=== Supplied entries ===

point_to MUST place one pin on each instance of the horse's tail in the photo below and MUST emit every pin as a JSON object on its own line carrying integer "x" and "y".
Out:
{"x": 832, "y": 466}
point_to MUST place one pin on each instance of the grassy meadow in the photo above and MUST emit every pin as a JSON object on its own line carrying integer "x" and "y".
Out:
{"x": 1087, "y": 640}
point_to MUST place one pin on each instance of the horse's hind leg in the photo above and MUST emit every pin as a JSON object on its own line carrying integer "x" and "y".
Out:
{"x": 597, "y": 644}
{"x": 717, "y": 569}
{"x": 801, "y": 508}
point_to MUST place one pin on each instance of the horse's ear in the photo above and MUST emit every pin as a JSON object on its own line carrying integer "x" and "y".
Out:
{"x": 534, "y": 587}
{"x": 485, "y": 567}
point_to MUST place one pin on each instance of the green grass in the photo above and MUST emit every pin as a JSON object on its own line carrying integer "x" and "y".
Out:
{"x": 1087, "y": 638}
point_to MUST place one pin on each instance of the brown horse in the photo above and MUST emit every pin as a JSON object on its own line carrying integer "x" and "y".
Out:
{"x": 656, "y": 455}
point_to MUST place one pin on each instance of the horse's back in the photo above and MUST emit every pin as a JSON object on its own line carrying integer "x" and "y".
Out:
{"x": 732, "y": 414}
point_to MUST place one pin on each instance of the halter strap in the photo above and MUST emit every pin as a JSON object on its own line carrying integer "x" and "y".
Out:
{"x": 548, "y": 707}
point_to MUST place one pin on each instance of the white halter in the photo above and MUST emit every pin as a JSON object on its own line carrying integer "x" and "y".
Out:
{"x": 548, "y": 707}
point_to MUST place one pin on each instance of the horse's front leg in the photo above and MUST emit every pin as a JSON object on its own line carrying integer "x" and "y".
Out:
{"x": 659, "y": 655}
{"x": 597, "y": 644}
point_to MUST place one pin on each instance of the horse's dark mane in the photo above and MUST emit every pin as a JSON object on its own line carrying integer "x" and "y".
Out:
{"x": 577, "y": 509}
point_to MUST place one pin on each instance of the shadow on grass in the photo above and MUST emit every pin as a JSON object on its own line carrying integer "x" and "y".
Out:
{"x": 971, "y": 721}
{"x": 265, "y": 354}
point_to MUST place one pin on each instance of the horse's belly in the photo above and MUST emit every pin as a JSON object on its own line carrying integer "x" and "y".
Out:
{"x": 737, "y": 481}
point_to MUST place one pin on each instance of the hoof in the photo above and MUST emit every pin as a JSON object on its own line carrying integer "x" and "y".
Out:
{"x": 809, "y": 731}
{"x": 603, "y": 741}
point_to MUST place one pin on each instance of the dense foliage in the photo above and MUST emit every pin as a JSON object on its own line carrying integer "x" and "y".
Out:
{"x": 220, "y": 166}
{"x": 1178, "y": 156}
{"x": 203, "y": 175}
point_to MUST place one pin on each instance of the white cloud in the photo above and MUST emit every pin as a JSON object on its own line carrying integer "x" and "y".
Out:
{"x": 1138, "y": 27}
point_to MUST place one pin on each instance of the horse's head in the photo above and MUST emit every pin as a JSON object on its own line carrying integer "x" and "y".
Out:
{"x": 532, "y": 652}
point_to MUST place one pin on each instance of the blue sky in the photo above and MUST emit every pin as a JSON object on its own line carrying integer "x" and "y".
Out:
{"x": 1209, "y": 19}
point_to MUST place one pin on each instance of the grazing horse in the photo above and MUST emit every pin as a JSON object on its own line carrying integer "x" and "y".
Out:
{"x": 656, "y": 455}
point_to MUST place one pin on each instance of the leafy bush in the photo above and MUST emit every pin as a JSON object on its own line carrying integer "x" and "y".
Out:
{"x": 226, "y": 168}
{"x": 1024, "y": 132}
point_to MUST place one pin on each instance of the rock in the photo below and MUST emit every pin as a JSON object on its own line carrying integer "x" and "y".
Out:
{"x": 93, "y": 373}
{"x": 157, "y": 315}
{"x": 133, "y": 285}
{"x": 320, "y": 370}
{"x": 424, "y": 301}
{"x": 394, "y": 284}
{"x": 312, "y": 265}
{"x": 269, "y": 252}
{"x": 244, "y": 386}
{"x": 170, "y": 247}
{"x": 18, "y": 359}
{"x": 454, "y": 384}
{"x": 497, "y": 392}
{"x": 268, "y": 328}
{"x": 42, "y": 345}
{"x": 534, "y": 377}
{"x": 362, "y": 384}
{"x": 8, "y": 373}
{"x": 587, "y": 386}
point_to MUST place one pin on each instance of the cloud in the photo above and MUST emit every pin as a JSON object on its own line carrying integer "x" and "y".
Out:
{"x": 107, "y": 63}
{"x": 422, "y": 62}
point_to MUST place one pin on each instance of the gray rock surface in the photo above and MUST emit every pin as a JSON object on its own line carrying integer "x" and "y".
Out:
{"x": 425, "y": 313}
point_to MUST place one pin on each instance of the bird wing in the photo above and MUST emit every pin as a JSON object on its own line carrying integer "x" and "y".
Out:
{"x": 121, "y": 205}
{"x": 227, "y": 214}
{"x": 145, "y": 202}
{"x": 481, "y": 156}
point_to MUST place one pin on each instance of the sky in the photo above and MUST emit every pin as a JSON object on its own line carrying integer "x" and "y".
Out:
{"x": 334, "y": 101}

===

Return the lines above exactly as they appear, from first to last.

point_to MUST place one pin on each instance of the horse's tail in the photo below and MUST emit every pin as a JSON object on its own line carrying integer "x" and "y".
Out:
{"x": 832, "y": 466}
point_to MUST place one pin on each instance of the grassy meadow in the photo above and MUST emit every pin as a JSON object on its own line carrying integer "x" and "y".
Out:
{"x": 1087, "y": 640}
point_to MUST place one pin on each instance of the horse's hind leg in the photo above and MUST emit every pin as a JSON object on its own line carrying integer "x" and "y".
Out:
{"x": 597, "y": 644}
{"x": 717, "y": 569}
{"x": 801, "y": 508}
point_to MUST place one pin on each instance of the horse's ear in the photo above and MUST emit every pin as a JSON object on its own line carrying integer "x" and "y".
Out:
{"x": 534, "y": 587}
{"x": 485, "y": 567}
point_to MUST place one pin on each instance of the green grass in the photo above and MUST emit every pin as a JSON object on its own line carrying integer "x" and "y".
Out:
{"x": 1087, "y": 638}
point_to MUST place one pin on each instance of the brown horse in the photo above and MUST emit every pin as a JSON object on its own line carrying integer "x" and "y".
Out:
{"x": 656, "y": 455}
point_to MUST place one pin on each instance of the horse's back in the photo above and MUST emit every pin as a JSON object on its own line carrying integer "x" and "y".
Out:
{"x": 732, "y": 414}
point_to MUST place one pin on each instance of the halter strap in the photo above and MUST emit every pin as a JSON object on its own line carrying integer "x" and "y".
Out:
{"x": 548, "y": 707}
point_to MUST place one pin on each instance of the white halter in the photo above and MUST emit every pin as a JSON object on its own line carrying integer "x" and "y".
Out:
{"x": 548, "y": 707}
point_to MUST place one pin on each instance of the horse's front leg in the photo above and MUST emit every pin as a JSON object on its own line carrying integer "x" and "y".
Out:
{"x": 659, "y": 655}
{"x": 597, "y": 644}
point_to MUST place one pin on each instance of the horse's dark mane in the photo above and MUST emit every pin as a JSON object on its own line carrying integer "x" and "y".
Out:
{"x": 577, "y": 509}
point_to MUST place one pin on each instance of the shadow on grass in the photo above and MUST emit every pin as a JSON object on its own line carrying integer "x" and "y".
Out:
{"x": 971, "y": 721}
{"x": 265, "y": 354}
point_to MUST place one pin on each instance of the horse's belly in the photo above and MUST emit every pin as a JSON object on its own line carrying integer "x" and "y".
Out:
{"x": 737, "y": 481}
point_to MUST place one pin on each instance of the hoof in the photo above and MUST emit every pin as a JSON object on its own line carrying integer "x" and "y".
Out:
{"x": 809, "y": 731}
{"x": 603, "y": 741}
point_to MUST place one pin on each instance of the dense foliage in the photo above and MUST emit every pin as a JSON object on its own line carrying integer "x" and "y".
Out:
{"x": 220, "y": 166}
{"x": 1178, "y": 156}
{"x": 203, "y": 175}
point_to MUST place one pin on each instance of the white cloud in the photo above and MUST emit every pin as a JSON object on its own line carrying integer "x" and "y".
Out:
{"x": 1138, "y": 27}
point_to MUST place one pin on each instance of the horse's head in the photo above and MUST emit every pin as a JSON object on its own line carrying integer "x" and "y".
Out:
{"x": 532, "y": 652}
point_to MUST place one pin on each instance of the blue sky in the photo above and MUST emit every pin as a JSON object on its own line carrying integer "x" and "y".
Out:
{"x": 1209, "y": 19}
point_to MUST place one pin on each instance of the grazing horse in the photo above and MUST emit every pin as a JSON object on its own line carrying integer "x" and "y".
Out:
{"x": 656, "y": 455}
point_to MUST place one pin on each instance of the leafy bush in the photo above and MUST emit every pin as a JSON object on its own line carrying integer "x" and "y".
Out:
{"x": 226, "y": 168}
{"x": 1024, "y": 132}
point_to MUST place one pin on each instance of the rock in the photo below and MUST emit every pin as a JSON object on its own line carrying integer "x" and "y".
Out:
{"x": 93, "y": 373}
{"x": 157, "y": 315}
{"x": 133, "y": 285}
{"x": 320, "y": 370}
{"x": 424, "y": 301}
{"x": 394, "y": 284}
{"x": 312, "y": 265}
{"x": 269, "y": 252}
{"x": 244, "y": 386}
{"x": 170, "y": 247}
{"x": 18, "y": 359}
{"x": 454, "y": 384}
{"x": 497, "y": 392}
{"x": 268, "y": 328}
{"x": 42, "y": 345}
{"x": 534, "y": 377}
{"x": 362, "y": 384}
{"x": 8, "y": 373}
{"x": 587, "y": 386}
point_to MUST place one pin on each instance of the cloud in the photo above and MUST emit every pin as a JSON object on its own line carrying integer "x" and "y".
Out:
{"x": 107, "y": 63}
{"x": 422, "y": 62}
point_to MUST place one pin on each instance of the gray rock surface in the photo above and MUST emit every pin as a JSON object on its own line carrying integer "x" and "y".
Out:
{"x": 425, "y": 313}
point_to MUST place one pin on each instance of the bird wing in the photo above and MUST emit every pin as a JSON object on its own line carrying integer "x" and "y".
Out:
{"x": 121, "y": 205}
{"x": 227, "y": 214}
{"x": 145, "y": 202}
{"x": 481, "y": 156}
point_to MUST place one pin on each instance of the sky in the photo above and MUST emit every pin as a JSON object on its own line carrying integer "x" and "y".
Out:
{"x": 334, "y": 101}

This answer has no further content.